» Prompt: Count the lines in the items below that contain the string "positive". Output only the count.
--- Records provided Enclosed Below ---
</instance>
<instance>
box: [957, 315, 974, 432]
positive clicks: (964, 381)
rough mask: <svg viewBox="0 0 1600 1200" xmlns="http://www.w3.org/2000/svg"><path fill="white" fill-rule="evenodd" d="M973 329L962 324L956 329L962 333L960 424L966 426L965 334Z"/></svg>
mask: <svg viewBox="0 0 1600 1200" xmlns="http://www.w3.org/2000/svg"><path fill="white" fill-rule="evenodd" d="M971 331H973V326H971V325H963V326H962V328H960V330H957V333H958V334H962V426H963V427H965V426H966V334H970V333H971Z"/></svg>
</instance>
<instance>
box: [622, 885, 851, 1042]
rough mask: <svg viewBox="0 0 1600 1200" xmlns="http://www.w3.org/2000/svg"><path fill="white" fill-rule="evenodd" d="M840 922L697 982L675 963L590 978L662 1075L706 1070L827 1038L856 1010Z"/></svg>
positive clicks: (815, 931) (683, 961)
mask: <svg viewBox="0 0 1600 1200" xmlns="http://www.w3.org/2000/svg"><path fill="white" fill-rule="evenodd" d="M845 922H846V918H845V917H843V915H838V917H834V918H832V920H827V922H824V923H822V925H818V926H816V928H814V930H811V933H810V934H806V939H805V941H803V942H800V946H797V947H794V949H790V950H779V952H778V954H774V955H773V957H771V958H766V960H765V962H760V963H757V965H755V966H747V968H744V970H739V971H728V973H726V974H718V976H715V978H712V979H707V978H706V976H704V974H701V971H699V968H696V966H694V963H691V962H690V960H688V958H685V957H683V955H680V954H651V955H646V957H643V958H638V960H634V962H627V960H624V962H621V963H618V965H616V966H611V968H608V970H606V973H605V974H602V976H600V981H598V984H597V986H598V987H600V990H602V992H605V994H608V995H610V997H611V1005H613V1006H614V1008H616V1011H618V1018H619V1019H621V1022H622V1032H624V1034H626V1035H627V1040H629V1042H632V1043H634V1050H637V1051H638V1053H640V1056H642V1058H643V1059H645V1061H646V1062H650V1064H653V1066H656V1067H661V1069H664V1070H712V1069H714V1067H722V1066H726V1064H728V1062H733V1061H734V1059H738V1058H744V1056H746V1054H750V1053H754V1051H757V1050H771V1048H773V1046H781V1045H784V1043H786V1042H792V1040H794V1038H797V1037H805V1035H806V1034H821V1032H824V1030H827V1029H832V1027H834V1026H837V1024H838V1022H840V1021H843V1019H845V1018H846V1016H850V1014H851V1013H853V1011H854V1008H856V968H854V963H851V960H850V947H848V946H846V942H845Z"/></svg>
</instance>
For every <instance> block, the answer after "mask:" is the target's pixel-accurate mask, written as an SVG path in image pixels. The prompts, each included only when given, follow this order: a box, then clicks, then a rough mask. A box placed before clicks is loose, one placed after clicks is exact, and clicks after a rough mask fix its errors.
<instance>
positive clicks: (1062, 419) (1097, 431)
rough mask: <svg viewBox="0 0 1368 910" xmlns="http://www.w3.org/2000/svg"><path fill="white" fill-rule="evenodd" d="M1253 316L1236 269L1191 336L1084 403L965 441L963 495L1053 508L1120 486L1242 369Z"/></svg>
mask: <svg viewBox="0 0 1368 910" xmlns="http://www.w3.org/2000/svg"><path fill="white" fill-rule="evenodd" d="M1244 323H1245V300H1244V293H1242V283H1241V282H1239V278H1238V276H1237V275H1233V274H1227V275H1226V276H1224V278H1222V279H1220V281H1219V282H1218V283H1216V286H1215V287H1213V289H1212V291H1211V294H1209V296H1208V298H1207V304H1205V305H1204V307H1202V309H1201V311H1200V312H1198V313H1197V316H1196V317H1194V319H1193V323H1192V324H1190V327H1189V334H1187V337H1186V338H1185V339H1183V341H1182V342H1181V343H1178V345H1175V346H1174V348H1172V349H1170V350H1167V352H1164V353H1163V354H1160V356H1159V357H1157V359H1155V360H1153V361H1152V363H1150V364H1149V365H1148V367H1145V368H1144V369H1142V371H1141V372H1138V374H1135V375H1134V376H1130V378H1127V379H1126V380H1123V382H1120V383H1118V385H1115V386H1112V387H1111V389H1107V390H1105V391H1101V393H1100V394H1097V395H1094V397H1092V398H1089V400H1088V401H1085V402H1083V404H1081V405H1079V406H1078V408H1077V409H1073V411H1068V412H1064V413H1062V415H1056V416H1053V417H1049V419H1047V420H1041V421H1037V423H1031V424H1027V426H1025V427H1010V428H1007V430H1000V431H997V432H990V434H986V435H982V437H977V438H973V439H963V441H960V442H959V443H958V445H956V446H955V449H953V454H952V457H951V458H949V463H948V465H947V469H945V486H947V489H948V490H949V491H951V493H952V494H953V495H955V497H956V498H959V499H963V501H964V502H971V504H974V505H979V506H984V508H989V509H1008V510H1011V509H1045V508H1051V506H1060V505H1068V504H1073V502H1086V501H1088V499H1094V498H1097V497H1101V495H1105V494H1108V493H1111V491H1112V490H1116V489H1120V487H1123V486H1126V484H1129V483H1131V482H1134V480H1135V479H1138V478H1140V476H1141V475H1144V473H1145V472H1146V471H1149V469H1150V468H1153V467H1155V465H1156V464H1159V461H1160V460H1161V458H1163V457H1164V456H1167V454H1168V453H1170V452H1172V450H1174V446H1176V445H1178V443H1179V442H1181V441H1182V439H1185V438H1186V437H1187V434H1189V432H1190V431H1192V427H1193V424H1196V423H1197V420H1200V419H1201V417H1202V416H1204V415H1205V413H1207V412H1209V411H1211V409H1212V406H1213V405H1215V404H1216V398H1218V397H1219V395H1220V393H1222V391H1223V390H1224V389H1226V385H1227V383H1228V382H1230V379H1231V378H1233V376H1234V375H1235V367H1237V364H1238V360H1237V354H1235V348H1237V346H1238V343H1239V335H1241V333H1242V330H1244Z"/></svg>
--- End of Enclosed Records provided ---
» Answer space: 3